INSTRUCTIONS FOR THE TASK:
Every line of the data below should be written out word for word.

Stored items from a collection:
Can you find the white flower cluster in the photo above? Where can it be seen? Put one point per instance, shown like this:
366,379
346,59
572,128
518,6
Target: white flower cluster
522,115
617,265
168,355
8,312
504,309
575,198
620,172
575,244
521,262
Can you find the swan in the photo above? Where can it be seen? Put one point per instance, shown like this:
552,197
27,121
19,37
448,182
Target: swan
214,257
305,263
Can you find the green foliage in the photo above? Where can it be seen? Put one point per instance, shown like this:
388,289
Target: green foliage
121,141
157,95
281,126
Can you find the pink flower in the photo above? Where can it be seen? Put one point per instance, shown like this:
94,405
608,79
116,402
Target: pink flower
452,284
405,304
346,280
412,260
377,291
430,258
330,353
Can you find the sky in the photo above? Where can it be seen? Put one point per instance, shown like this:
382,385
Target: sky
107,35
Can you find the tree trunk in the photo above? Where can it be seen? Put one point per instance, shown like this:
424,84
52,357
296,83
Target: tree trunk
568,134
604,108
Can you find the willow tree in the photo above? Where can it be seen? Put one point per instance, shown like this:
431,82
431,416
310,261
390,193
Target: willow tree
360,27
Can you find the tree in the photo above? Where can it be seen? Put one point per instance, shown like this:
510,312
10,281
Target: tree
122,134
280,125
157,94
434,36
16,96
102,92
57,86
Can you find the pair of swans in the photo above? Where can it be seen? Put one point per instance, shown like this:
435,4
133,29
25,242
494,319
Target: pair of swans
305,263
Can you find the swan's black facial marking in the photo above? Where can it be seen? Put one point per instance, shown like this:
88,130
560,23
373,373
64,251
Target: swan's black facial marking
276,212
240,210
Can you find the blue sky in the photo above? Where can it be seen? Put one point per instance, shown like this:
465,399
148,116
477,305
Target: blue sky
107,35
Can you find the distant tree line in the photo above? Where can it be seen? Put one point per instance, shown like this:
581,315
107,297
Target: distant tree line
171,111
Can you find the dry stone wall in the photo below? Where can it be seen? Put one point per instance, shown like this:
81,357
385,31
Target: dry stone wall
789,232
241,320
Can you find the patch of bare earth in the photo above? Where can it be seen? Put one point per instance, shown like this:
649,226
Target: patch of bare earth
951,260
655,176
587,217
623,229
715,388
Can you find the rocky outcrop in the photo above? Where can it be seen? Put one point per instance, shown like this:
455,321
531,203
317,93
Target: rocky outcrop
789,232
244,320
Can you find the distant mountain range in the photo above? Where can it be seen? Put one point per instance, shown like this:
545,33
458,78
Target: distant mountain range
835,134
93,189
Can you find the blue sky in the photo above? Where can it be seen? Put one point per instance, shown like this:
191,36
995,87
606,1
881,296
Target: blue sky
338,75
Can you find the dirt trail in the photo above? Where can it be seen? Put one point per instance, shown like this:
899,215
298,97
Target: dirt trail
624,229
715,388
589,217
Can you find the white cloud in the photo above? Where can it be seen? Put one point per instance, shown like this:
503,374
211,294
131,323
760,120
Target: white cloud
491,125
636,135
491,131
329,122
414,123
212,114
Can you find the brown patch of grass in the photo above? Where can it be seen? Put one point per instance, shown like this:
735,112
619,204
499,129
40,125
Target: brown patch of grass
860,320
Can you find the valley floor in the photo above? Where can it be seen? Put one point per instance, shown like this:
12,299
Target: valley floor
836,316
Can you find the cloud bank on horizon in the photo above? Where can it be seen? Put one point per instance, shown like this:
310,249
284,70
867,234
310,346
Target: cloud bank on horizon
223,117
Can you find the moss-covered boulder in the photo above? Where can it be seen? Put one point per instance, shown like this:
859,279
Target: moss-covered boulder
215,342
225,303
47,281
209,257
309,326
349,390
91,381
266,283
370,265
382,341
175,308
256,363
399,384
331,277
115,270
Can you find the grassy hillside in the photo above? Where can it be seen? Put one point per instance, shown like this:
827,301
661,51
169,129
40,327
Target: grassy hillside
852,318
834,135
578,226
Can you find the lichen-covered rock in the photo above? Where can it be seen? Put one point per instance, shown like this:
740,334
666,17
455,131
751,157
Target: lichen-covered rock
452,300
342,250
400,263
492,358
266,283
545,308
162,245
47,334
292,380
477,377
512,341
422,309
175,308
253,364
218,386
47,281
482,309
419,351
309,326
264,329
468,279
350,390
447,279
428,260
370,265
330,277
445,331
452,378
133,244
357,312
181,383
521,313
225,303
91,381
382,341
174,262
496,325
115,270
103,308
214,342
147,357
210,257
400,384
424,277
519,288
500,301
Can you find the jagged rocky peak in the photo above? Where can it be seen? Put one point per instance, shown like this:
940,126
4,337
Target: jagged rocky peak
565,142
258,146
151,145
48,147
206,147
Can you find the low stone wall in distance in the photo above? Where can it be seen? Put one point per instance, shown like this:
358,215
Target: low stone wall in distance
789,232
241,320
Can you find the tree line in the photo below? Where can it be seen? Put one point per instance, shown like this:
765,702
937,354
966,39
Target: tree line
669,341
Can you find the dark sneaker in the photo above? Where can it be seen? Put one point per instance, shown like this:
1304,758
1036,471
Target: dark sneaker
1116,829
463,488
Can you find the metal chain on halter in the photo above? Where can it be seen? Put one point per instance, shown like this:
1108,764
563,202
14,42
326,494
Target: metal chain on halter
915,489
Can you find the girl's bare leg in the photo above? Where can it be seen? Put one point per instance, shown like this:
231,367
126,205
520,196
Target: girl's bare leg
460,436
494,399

ANSWER SECTION:
Can you find the white flower cluster in the photo above? Where can it be seen? Put one point per instance, shown like this:
366,379
346,59
572,128
518,6
Target: white flower cluster
522,115
617,265
168,355
8,312
504,309
575,198
620,172
575,244
521,262
Can you find the swan in the photo above? Where can it be seen? Put one point per instance, shown like this:
552,197
27,121
19,37
448,182
Target: swan
214,257
305,263
Can you find the green foliage in the photo above? Where can it be seen? Put one point per instance, shown like this:
388,289
Target: green foliage
121,141
157,95
281,126
Can you find the pink flower in the photo above? Where can it be seen? Put one point per instance, shown like this:
94,405
608,79
116,402
Target: pink flower
452,284
405,304
346,280
412,260
377,291
430,258
330,353
Can you find the sky in the photo above? Where can it be seen? Put one point per instance, shown like this:
382,385
Target: sky
107,35
Can you find the tree trunk in the photo above? Where can it be seen? Put one point per instance, shown like this:
424,84
52,357
296,83
Target: tree trunk
568,134
604,108
Can you find the willow tree in the photo above? Where can it be seen? Put one point per instance, shown like this:
431,82
431,416
310,261
390,193
Target: willow tree
360,27
Can you find the tree in the photo above? Where can it be seen? Put one point per instance, shown like this:
510,312
10,281
Target: tree
122,134
280,125
157,94
434,36
16,96
102,92
57,86
Can you find the pair of swans in the photo above? Where can it be seen? Put one point per instance, shown like this:
435,4
133,29
25,242
494,319
Target: pair of swans
305,263
Can you find the swan's black facial marking in the photo above? Where can it be seen? Put one point per instance, shown like this:
88,130
560,23
373,373
64,251
Target: swan's black facial marking
276,212
240,210
Can you find the blue sky in the photo above? Where can it be seen? Put one point per instance, shown like this:
465,399
148,116
477,305
Target: blue sky
107,35
Can you find the distant tree line in the photo above? Where can it be seen? Put one point per instance, shown like this:
581,315
107,297
Target: distant tree line
171,111
Can you find the dry stone wall in the photo below? Where can it be seen? Put one point per instance, shown like this:
81,357
385,31
Target: dry stone wall
789,232
241,320
Can you find the patch of bare earth in the photo above? Where can it be seen? Put one point per instance, shown like this:
649,226
Target: patch of bare earth
951,260
655,176
587,217
623,229
715,388
Can you find the rocky outcrop in the photo above? Where can it be seen? Put one point per instance, shown like this:
455,321
531,203
317,93
Target: rocky outcrop
789,232
244,320
Can you find the distant mountain range in the photo above? Where can it be seen? Put one point per instance, shown like this:
545,33
458,78
Target: distant mountain range
835,134
93,189
Can you find the blue sky in the photo above? Where can it be seen? Put one point per instance, shown like this:
191,36
995,87
606,1
881,296
Target: blue sky
338,75
Can you find the dirt trail in the photo above? Where can it be seen? Put one point per instance, shown like this:
899,215
298,97
Target: dirt trail
624,229
715,388
589,217
Can you find the white cloud in the photo above? Where can it be seen? Put one point per instance, shown like this:
503,374
211,294
131,323
760,120
Target: white cloud
491,125
636,135
491,131
329,122
414,123
212,114
Can you find the brown patch of grass in the photo above? Where can it be seen? Put one point per instance, shown like this:
735,112
619,204
499,129
40,125
Target: brown patch of grass
860,320
Can you find the valley floor in the photo above? Where can it be seen? Put one point per instance, shown like this:
12,299
Target: valley floor
836,316
Can you find the cloud bank on horizon in the photo above? Where can it be seen? Put one point per instance, shown like this:
310,249
284,70
867,234
310,346
Target: cloud bank on horizon
223,117
Can you find the moss-covered boulder in the photo above? Where can it be seen? Put one point per instance, shown like this:
859,279
Target: moss-covered boulder
215,342
225,303
47,281
209,257
309,326
349,390
91,381
266,283
370,265
382,341
175,308
256,363
399,384
331,277
115,270
Can you find the grassy hillside in the photo above? Where can it be seen? Put one point per instance, shown like this:
827,301
661,51
169,129
40,327
Target: grassy hillside
852,318
834,135
578,226
Can you find the lichen-covered rock in the photo above? Where can it be seen? Put one point per instance, shown like this:
740,334
666,17
455,131
751,157
Target: lichen-covered rock
452,300
342,250
400,263
492,358
266,283
545,308
162,245
47,334
292,380
477,377
512,341
422,309
175,308
253,364
218,386
47,281
482,309
419,351
309,326
264,329
468,279
350,390
447,279
428,260
370,265
330,277
445,331
452,378
133,244
357,312
181,383
521,313
225,303
91,381
382,341
174,262
496,325
115,270
103,308
214,342
147,357
210,257
400,384
424,277
519,288
500,301
Can you find the jagged rocky peak in the photo above? Where can it be seen? Put one point per instance, shown like this:
940,126
4,337
Target: jagged rocky peak
565,142
258,146
151,145
48,147
206,147
Can you find the low stone wall in distance in the photo above? Where can it be seen? Put one point per instance, shown like this:
358,215
Target: low stone wall in distance
789,232
241,320
Can you find the tree line in the photo below? Where can it be seen? Put one point per instance, shown like this:
765,702
937,354
966,39
Target: tree line
669,341
Can you find the dark sneaker in the photo above? Where can it be seen? Put one point per instance, shown like this:
1304,758
1036,471
Target: dark sneaker
1116,829
463,488
Can you find the metal chain on halter in the photo above? Where can it be seen? Put one point per instance, shown like this:
1108,764
563,202
14,42
326,494
Target: metal chain on halter
915,489
Can you find the girl's bare leg in the photo above? Where can it be seen? Put one point per instance, shown like this:
231,367
126,205
520,196
Target: girl's bare leg
460,436
494,399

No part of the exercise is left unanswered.